(Excerpts from a segmentation dataset)
— START —

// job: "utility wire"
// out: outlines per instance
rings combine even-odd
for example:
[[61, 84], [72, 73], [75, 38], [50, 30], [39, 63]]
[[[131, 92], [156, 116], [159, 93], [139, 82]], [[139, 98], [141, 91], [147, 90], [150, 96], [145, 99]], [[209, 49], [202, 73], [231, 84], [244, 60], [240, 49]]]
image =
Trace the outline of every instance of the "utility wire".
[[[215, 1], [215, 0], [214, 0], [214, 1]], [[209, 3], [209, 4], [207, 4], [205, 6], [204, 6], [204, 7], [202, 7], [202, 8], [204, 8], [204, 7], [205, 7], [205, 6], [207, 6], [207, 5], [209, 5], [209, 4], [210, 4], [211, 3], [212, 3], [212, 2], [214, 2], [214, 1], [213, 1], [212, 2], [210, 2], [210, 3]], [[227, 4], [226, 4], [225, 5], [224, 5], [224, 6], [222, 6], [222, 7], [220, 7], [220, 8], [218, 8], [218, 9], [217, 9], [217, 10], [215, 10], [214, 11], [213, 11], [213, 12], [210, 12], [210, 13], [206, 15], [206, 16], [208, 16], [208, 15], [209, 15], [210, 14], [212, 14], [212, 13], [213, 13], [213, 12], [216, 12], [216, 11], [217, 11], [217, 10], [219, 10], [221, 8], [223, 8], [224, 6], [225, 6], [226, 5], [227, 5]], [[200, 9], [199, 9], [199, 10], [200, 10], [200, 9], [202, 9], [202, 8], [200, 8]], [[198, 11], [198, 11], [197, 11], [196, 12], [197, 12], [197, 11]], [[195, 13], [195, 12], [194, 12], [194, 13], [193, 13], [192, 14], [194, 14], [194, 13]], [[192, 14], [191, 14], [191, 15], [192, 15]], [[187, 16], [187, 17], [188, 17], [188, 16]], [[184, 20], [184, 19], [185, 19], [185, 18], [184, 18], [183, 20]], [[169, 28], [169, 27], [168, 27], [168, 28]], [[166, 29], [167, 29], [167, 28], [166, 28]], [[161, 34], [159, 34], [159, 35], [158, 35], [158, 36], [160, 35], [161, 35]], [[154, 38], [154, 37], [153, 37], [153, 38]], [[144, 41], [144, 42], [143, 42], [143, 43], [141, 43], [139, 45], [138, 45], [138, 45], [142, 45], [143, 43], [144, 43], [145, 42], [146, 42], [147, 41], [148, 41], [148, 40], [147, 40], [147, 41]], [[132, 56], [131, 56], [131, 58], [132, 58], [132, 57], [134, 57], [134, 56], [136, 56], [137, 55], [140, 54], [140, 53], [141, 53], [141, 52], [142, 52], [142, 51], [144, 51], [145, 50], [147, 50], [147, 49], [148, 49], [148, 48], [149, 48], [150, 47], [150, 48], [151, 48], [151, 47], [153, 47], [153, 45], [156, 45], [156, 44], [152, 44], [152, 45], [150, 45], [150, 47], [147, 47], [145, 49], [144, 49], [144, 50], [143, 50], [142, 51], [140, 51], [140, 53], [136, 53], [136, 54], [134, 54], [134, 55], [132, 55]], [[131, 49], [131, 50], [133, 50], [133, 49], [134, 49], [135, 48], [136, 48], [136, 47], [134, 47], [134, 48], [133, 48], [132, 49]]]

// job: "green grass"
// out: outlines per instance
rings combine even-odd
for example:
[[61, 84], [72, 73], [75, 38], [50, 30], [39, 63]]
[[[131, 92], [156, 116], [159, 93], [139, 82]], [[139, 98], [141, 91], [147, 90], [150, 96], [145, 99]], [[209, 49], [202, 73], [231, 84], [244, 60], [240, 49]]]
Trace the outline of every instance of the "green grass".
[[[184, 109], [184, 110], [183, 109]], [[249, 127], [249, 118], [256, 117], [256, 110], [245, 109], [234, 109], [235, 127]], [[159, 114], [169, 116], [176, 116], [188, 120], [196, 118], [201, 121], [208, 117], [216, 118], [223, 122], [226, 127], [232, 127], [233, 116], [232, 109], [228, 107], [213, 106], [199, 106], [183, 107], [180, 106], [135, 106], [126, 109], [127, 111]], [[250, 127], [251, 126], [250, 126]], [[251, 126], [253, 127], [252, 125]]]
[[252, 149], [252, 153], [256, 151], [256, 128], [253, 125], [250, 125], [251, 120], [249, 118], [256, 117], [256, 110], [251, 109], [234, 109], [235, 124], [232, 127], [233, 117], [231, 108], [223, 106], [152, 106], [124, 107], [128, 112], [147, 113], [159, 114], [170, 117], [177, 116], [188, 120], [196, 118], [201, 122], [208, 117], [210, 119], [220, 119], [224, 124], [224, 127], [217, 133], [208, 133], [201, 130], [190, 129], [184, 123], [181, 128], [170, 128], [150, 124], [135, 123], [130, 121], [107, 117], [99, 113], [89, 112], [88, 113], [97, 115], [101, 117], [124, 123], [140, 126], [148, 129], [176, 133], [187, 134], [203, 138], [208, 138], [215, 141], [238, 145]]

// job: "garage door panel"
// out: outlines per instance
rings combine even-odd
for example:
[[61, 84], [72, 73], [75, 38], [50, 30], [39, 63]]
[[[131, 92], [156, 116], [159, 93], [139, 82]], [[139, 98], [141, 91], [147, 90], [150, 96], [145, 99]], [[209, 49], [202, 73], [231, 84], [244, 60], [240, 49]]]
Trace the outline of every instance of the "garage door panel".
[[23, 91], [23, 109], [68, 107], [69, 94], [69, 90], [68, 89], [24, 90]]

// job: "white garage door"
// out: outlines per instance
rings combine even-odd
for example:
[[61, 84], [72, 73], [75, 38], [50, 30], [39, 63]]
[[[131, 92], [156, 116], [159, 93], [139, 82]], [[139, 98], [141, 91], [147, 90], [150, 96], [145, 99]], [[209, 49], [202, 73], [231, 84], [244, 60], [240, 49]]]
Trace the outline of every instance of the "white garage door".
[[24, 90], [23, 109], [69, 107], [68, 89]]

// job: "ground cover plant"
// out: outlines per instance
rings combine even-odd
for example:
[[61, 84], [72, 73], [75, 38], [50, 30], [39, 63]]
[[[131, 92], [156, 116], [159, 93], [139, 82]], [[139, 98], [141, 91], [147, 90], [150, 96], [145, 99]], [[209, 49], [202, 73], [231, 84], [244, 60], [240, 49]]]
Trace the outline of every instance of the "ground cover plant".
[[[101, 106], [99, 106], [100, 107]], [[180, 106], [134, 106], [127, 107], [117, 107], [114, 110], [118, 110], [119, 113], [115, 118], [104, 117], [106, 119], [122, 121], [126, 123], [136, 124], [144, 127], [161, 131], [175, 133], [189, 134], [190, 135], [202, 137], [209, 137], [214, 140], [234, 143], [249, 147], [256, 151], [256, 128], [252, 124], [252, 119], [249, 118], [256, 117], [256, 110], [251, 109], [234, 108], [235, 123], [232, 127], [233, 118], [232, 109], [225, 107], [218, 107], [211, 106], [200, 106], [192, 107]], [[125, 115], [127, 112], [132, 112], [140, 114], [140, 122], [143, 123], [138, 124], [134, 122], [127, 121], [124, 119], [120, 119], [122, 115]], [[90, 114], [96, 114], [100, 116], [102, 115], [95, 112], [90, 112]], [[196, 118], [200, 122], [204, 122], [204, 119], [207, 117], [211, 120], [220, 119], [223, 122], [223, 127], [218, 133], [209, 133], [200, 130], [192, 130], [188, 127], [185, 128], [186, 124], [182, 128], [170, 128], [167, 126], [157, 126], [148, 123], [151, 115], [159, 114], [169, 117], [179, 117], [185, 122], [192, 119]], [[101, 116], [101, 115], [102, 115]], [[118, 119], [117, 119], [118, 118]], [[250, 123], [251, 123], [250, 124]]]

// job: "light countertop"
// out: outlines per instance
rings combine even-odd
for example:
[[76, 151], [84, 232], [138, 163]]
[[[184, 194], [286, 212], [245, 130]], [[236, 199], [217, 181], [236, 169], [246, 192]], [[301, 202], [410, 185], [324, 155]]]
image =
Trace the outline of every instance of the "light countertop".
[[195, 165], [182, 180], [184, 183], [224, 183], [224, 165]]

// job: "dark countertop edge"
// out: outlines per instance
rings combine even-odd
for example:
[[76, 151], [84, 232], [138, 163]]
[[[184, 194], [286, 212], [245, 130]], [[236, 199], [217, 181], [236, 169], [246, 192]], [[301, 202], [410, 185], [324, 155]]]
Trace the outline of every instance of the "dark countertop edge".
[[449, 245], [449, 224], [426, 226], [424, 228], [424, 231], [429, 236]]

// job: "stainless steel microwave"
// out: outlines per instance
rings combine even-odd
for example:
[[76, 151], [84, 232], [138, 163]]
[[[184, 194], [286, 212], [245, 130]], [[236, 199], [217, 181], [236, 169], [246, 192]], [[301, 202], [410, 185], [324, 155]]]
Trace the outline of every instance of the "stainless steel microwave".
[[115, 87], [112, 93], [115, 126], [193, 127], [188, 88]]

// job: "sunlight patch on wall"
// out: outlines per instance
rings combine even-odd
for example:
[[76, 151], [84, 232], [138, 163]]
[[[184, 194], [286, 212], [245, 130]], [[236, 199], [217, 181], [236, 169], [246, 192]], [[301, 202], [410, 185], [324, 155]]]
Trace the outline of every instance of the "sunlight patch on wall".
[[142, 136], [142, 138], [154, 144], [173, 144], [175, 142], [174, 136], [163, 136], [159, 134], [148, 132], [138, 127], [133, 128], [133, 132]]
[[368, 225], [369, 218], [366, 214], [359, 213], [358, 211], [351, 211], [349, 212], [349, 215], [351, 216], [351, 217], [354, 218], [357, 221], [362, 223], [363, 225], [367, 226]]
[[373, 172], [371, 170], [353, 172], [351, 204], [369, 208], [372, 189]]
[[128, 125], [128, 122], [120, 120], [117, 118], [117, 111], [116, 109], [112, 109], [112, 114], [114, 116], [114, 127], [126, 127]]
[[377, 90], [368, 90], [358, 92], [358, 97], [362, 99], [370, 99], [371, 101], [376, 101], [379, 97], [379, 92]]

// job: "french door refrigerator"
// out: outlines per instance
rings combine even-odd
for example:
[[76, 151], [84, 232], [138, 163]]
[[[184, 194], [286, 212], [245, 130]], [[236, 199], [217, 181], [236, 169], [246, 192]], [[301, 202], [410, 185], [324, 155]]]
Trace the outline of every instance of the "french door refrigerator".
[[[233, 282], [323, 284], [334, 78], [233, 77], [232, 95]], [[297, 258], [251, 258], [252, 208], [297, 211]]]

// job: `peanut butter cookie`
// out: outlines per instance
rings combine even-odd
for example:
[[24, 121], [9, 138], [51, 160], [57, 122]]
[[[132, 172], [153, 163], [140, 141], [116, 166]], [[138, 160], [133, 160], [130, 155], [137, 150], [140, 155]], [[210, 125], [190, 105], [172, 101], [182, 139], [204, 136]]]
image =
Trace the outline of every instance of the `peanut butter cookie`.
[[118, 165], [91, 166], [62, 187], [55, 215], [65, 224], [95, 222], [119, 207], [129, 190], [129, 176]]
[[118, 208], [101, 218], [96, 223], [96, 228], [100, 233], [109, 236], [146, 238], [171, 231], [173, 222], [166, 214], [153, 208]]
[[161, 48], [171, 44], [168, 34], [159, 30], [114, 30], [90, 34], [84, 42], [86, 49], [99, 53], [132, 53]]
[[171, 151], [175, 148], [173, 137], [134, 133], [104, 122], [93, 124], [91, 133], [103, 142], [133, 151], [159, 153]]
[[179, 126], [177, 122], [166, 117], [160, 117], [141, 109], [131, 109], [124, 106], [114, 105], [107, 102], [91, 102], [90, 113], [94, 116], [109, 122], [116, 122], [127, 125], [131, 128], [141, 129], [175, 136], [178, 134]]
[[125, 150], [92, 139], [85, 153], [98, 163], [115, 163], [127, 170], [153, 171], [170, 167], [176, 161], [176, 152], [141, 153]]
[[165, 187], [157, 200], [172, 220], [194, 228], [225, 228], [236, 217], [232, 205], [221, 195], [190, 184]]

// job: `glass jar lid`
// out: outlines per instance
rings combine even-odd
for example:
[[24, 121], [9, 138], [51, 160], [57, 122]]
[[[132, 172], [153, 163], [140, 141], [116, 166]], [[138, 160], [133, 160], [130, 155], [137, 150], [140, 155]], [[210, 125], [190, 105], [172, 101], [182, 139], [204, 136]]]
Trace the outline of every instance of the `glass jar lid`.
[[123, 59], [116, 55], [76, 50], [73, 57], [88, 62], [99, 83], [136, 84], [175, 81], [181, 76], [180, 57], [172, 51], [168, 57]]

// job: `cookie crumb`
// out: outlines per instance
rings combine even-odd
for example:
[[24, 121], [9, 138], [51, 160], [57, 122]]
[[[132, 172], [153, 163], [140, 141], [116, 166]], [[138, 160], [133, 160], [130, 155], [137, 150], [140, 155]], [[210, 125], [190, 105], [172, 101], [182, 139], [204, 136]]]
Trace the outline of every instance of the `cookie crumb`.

— END —

§ **Short task**: Count the lines in the items above that contain the string "butter", treating case as significant, and give only the number.

§ **Correct response**: 2